◆ **Records supplied**
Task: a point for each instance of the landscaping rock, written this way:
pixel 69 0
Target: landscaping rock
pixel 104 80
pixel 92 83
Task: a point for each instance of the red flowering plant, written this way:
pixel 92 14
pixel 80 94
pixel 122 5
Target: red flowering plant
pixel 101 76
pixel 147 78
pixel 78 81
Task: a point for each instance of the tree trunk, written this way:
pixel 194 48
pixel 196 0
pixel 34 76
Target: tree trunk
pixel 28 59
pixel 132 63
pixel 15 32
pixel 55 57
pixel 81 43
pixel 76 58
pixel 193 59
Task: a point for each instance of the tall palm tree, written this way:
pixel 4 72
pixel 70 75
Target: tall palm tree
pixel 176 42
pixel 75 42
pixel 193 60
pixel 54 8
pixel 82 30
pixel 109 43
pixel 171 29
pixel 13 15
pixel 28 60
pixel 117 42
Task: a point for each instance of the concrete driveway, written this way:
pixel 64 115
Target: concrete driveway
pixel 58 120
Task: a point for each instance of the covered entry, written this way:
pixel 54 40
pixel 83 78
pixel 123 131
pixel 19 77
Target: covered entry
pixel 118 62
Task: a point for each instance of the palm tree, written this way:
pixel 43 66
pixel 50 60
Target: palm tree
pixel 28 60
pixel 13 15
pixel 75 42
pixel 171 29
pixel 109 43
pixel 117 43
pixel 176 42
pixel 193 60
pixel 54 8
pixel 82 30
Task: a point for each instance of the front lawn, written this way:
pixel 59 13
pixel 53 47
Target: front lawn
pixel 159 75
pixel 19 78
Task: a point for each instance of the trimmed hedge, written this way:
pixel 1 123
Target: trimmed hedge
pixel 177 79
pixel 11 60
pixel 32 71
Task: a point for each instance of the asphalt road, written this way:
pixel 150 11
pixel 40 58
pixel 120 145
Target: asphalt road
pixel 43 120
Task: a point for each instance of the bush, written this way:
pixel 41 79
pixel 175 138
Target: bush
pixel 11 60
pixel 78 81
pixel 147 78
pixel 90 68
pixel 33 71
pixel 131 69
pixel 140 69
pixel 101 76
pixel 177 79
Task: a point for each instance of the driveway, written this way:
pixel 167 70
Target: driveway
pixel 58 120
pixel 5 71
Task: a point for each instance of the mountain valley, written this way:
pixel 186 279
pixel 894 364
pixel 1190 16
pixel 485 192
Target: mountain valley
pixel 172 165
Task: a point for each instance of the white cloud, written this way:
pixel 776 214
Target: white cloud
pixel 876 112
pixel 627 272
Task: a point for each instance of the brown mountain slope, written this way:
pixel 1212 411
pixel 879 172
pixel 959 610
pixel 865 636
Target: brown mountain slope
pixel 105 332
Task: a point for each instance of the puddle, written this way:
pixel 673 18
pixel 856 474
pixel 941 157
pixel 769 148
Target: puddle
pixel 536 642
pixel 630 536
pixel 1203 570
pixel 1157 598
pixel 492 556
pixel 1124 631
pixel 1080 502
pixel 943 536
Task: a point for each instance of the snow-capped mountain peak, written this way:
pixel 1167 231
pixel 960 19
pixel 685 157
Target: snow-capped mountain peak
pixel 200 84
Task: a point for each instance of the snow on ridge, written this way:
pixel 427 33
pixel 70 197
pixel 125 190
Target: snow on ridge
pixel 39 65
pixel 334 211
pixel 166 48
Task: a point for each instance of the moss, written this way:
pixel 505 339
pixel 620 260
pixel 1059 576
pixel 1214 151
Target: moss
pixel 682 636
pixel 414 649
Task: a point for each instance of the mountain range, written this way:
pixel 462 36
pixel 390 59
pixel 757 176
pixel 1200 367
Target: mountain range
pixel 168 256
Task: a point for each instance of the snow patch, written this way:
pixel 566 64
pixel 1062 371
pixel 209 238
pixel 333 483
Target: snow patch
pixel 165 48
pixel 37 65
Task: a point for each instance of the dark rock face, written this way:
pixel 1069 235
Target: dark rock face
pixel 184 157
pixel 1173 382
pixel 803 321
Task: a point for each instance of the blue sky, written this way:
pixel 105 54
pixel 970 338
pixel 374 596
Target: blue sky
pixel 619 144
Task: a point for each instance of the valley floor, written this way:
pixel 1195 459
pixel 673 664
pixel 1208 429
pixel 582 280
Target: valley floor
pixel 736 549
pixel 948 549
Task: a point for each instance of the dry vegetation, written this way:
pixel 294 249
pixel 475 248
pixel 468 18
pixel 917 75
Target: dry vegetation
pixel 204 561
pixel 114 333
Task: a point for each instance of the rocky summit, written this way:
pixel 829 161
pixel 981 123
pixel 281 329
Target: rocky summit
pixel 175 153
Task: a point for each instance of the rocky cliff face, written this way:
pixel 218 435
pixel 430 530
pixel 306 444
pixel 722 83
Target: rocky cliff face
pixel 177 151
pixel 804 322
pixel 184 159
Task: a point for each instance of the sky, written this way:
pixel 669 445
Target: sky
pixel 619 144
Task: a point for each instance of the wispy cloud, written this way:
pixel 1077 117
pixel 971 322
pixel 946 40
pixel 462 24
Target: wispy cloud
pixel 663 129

◆ **What the exercise asks**
Copy out all of the records verbatim.

◆ **Output for this task**
Task: a point for each instance of the landscaping rock, written this way:
pixel 69 0
Target: landscaping rock
pixel 104 80
pixel 92 83
Task: a point for each instance of the red flowering plant, written this way:
pixel 92 14
pixel 80 94
pixel 122 5
Target: red flowering plant
pixel 101 76
pixel 147 78
pixel 78 81
Task: a point for each instance of the tree trunk, written this way:
pixel 194 48
pixel 196 0
pixel 34 76
Target: tree trunk
pixel 28 59
pixel 132 63
pixel 15 32
pixel 55 57
pixel 81 43
pixel 76 58
pixel 193 59
Task: a point for each instance of the tall palm tree, written this way:
pixel 4 72
pixel 70 75
Target: tall palm tree
pixel 176 42
pixel 75 42
pixel 193 60
pixel 54 8
pixel 82 30
pixel 109 43
pixel 171 29
pixel 13 15
pixel 28 60
pixel 117 42
Task: a point for each instance of the concrete driveway, written this way:
pixel 64 115
Target: concrete driveway
pixel 58 120
Task: a point for each instance of the covered entry, written this way:
pixel 54 40
pixel 83 78
pixel 123 131
pixel 19 77
Target: covered entry
pixel 118 62
Task: a point for each instance of the palm tree, written this way:
pixel 43 66
pixel 50 60
Target: palm tree
pixel 28 60
pixel 13 15
pixel 75 42
pixel 171 29
pixel 109 43
pixel 117 43
pixel 176 42
pixel 193 60
pixel 54 8
pixel 82 30
Task: a point for each instance of the front lawn, written this way:
pixel 59 13
pixel 53 47
Target: front lawn
pixel 159 75
pixel 19 78
Task: a point for each instance of the trimmed hedge, written this way:
pixel 1 123
Target: trimmed hedge
pixel 177 79
pixel 11 60
pixel 32 71
Task: a point for each instance of the asphalt road, written this way:
pixel 150 11
pixel 40 58
pixel 120 145
Target: asphalt road
pixel 43 120
Task: a point for each instance of the bush, written this way:
pixel 41 79
pixel 175 138
Target: bush
pixel 11 60
pixel 78 81
pixel 147 78
pixel 90 68
pixel 33 71
pixel 131 69
pixel 140 69
pixel 101 76
pixel 177 79
Task: a point for each instance of the driveway, written this way:
pixel 167 70
Target: driveway
pixel 58 120
pixel 5 71
Task: a point for each instance of the mountain valley, written this way:
pixel 186 279
pixel 894 364
pixel 1190 16
pixel 485 192
Target: mountain valley
pixel 172 165
Task: a point for each instance of the white cloud, written this way:
pixel 776 214
Target: white cloud
pixel 876 112
pixel 627 272
Task: a point for each instance of the brown mountain slope, written this way:
pixel 1212 411
pixel 879 172
pixel 959 610
pixel 865 636
Target: brown mountain slope
pixel 105 332
Task: a point for each instance of the puddle, written this way:
pixel 673 18
pixel 856 474
pixel 941 157
pixel 769 148
Target: puddle
pixel 536 642
pixel 630 536
pixel 1203 570
pixel 1157 598
pixel 492 556
pixel 1124 631
pixel 1080 502
pixel 943 536
Task: a point for each instance of the snow-capped mountain peak, written this way:
pixel 1167 231
pixel 960 19
pixel 685 157
Target: snow-capped mountain peak
pixel 200 84
Task: a point for each instance of the snow on ridge, written this way:
pixel 427 33
pixel 70 197
pixel 125 190
Target: snow on ridge
pixel 39 65
pixel 334 211
pixel 166 48
Task: a point for each instance of the moss, written this way:
pixel 505 339
pixel 620 260
pixel 1059 576
pixel 1214 151
Target: moss
pixel 682 636
pixel 414 649
Task: a point for each instance of the mountain range, written this way:
pixel 462 36
pixel 390 59
pixel 757 176
pixel 1200 367
Target: mountain range
pixel 168 256
Task: a point for each instance of the snow patch, written this way:
pixel 566 64
pixel 1062 371
pixel 209 238
pixel 333 483
Target: snow patch
pixel 165 48
pixel 37 65
Task: a point for each instance of the dark rock face, written this way:
pixel 1069 235
Target: dark rock face
pixel 184 157
pixel 1173 382
pixel 803 321
Task: a point for each instance of the blue sky, written this way:
pixel 105 54
pixel 970 338
pixel 374 596
Target: blue sky
pixel 619 144
Task: a point for each instance of the valley floor, written this way:
pixel 1195 459
pixel 673 664
pixel 1208 429
pixel 582 280
Target: valley floor
pixel 736 549
pixel 948 549
Task: a point for each instance of the dry vegetation, written this way:
pixel 294 249
pixel 475 248
pixel 468 18
pixel 917 75
Target: dry vegetation
pixel 204 561
pixel 114 333
Task: a point for each instance of the rocky summit, written this way:
pixel 829 161
pixel 981 123
pixel 281 329
Target: rocky summit
pixel 175 153
Task: a point for each instance of the rocky cliff face, written this way:
pixel 218 435
pixel 430 530
pixel 306 444
pixel 722 83
Target: rocky cliff face
pixel 177 151
pixel 804 322
pixel 184 159
Task: a point for each instance of the sky, written this way:
pixel 669 445
Target: sky
pixel 619 144
Task: a point for each instance of the wispy cloud, written this way:
pixel 1077 117
pixel 971 322
pixel 946 40
pixel 462 24
Target: wispy cloud
pixel 663 129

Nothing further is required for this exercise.